What this task involves: Every entry should be given again exactly, with nothing dropped.
※
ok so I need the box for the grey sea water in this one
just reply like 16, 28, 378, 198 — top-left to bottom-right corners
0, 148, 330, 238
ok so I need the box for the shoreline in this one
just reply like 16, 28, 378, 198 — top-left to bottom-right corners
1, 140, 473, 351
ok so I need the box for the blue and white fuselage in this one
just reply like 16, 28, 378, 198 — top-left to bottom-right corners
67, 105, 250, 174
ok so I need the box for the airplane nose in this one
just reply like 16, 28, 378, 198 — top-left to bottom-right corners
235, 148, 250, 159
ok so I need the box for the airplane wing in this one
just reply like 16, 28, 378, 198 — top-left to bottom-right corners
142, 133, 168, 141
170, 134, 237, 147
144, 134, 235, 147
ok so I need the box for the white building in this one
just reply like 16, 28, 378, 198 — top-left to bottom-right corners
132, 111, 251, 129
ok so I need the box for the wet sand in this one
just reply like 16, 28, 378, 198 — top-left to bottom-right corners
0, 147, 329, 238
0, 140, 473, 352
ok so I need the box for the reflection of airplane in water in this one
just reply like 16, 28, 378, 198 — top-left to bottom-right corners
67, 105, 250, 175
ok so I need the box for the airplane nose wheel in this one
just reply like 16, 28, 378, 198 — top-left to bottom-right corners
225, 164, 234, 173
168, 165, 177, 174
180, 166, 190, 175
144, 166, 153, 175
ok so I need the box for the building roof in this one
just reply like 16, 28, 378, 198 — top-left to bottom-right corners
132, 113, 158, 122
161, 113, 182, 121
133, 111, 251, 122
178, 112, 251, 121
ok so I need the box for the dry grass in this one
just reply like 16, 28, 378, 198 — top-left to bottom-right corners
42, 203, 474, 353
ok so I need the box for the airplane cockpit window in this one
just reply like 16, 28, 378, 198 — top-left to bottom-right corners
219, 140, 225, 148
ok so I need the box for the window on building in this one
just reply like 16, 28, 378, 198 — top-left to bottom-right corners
※
Output for this task:
ok so I need the box for the grey sea water in this one
just reply like 16, 28, 378, 198 — top-left to bottom-right corners
0, 148, 330, 238
ok so I need the box for the shoreline in this one
just reply like 16, 28, 378, 198 — top-left to bottom-right corners
1, 140, 473, 351
ok so I need the box for the blue and white fuselage in this one
just reply like 16, 28, 378, 198 — top-left to bottom-right corners
67, 105, 250, 174
ok so I need the box for the airplane nose in this one
just reply like 16, 28, 378, 198 — top-left to bottom-right corners
235, 148, 250, 159
ok so I need the box for the airplane wing in this one
just reply like 16, 28, 378, 198 — top-left to bottom-right corners
142, 133, 168, 141
170, 134, 237, 147
144, 134, 235, 147
ok so I need the box for the white building in this one
just reply like 16, 28, 378, 198 — top-left to bottom-right corners
132, 111, 251, 129
ok so I need the box for the wet sand in this one
just reply like 16, 28, 378, 198 — top-left to bottom-right corners
0, 147, 329, 238
0, 140, 473, 352
ok so I need the box for the reflection of airplane in water in this one
just reply like 16, 28, 378, 198 — top-left to bottom-right corners
67, 105, 250, 175
ok so I need the box for the airplane nose wheel in this one
just reply like 16, 28, 378, 198 — top-left to bottom-right corners
225, 164, 234, 173
168, 165, 177, 174
180, 166, 190, 175
144, 166, 153, 175
ok so I need the box for the building roof in this one
just reply like 16, 28, 378, 198 — top-left to bottom-right corners
132, 113, 158, 122
161, 113, 182, 121
133, 111, 251, 122
178, 112, 251, 121
ok so I need the box for the dry grass in this one
just reply like 16, 28, 378, 198 — top-left to bottom-right corners
42, 203, 474, 353
ok so I need the box for the airplane cockpit window in this one
just reply like 16, 28, 378, 198 — top-left to bottom-right corners
219, 140, 225, 148
ok so I need the box for the window on building in this one
just reply like 16, 28, 378, 198 — top-left to bottom-right corners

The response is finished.